# Exercise prompt:
Count the lines that contain the string "below" in the records beneath, and respond with the number only.

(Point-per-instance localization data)
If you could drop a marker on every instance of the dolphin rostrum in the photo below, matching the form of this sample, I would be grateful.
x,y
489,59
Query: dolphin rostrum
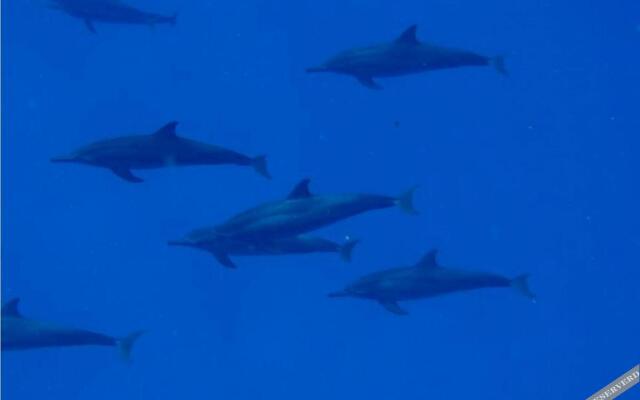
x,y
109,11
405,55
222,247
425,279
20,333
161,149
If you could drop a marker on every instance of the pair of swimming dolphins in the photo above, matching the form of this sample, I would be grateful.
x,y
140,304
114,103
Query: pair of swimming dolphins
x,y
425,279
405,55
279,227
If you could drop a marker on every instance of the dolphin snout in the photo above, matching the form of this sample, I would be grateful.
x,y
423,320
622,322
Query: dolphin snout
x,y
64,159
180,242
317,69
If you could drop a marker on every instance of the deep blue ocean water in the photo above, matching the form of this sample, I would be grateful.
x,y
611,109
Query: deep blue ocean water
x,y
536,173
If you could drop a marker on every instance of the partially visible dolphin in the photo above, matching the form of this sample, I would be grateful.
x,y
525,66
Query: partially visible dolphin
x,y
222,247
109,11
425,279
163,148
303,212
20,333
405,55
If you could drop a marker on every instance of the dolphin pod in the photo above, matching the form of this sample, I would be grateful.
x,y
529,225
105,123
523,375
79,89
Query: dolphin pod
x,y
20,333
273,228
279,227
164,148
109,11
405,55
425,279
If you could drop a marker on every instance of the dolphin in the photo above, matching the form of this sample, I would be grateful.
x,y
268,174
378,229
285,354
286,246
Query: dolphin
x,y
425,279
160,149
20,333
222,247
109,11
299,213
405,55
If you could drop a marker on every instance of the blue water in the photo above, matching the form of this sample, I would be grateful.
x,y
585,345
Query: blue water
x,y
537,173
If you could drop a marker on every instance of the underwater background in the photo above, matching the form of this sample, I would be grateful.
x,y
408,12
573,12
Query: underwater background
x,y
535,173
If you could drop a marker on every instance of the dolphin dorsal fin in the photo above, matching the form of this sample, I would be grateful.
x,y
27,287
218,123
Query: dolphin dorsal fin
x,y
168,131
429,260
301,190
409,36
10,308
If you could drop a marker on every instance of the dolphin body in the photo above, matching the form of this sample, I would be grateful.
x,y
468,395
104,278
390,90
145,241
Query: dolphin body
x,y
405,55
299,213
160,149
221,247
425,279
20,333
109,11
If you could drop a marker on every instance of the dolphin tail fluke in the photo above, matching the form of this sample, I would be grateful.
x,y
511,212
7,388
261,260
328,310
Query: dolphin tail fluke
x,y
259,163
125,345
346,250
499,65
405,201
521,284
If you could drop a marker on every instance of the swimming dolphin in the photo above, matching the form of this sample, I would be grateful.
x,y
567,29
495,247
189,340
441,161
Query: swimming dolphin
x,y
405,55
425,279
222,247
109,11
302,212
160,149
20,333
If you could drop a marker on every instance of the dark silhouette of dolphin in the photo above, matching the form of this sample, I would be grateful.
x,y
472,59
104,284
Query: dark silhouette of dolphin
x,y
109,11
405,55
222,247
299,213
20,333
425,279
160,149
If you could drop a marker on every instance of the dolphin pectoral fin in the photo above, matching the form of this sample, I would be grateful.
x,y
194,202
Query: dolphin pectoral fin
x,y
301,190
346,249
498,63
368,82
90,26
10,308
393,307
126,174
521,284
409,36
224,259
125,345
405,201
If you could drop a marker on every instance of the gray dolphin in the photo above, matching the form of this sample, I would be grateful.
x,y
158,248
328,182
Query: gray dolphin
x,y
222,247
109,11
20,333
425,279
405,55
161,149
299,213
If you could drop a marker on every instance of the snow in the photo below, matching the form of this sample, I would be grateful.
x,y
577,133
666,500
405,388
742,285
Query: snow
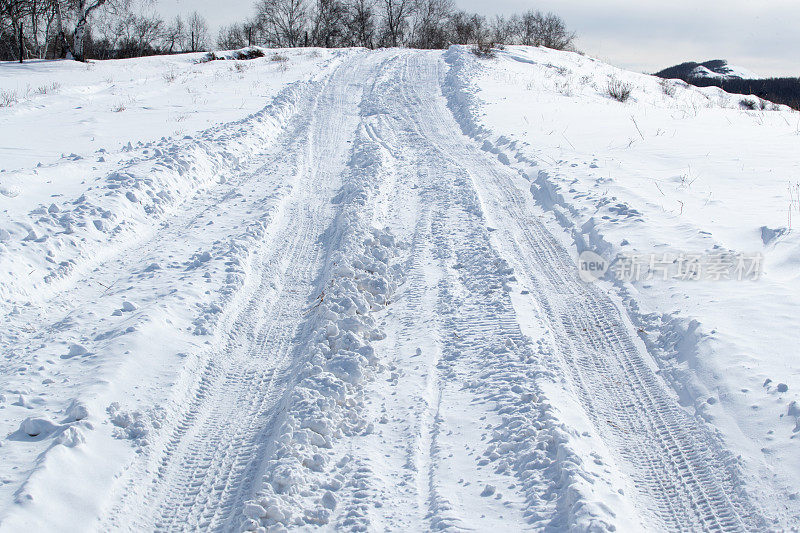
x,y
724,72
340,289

---

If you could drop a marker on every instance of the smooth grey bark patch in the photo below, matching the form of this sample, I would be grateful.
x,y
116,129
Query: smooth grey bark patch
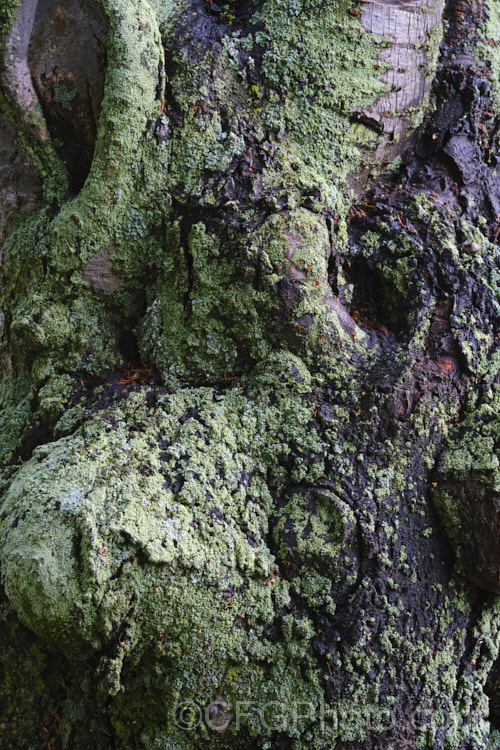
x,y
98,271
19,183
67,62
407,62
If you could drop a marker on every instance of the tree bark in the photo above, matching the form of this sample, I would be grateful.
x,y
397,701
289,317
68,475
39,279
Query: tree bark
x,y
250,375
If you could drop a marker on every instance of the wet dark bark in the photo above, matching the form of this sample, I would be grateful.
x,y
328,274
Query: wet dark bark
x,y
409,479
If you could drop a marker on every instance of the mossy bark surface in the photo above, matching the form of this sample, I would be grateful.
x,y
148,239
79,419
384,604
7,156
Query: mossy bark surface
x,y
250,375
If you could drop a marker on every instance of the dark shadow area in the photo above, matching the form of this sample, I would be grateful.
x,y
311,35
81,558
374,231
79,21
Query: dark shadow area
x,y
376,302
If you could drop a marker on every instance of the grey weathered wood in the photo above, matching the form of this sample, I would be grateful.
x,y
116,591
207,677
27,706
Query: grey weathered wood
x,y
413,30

# Answer to this task:
3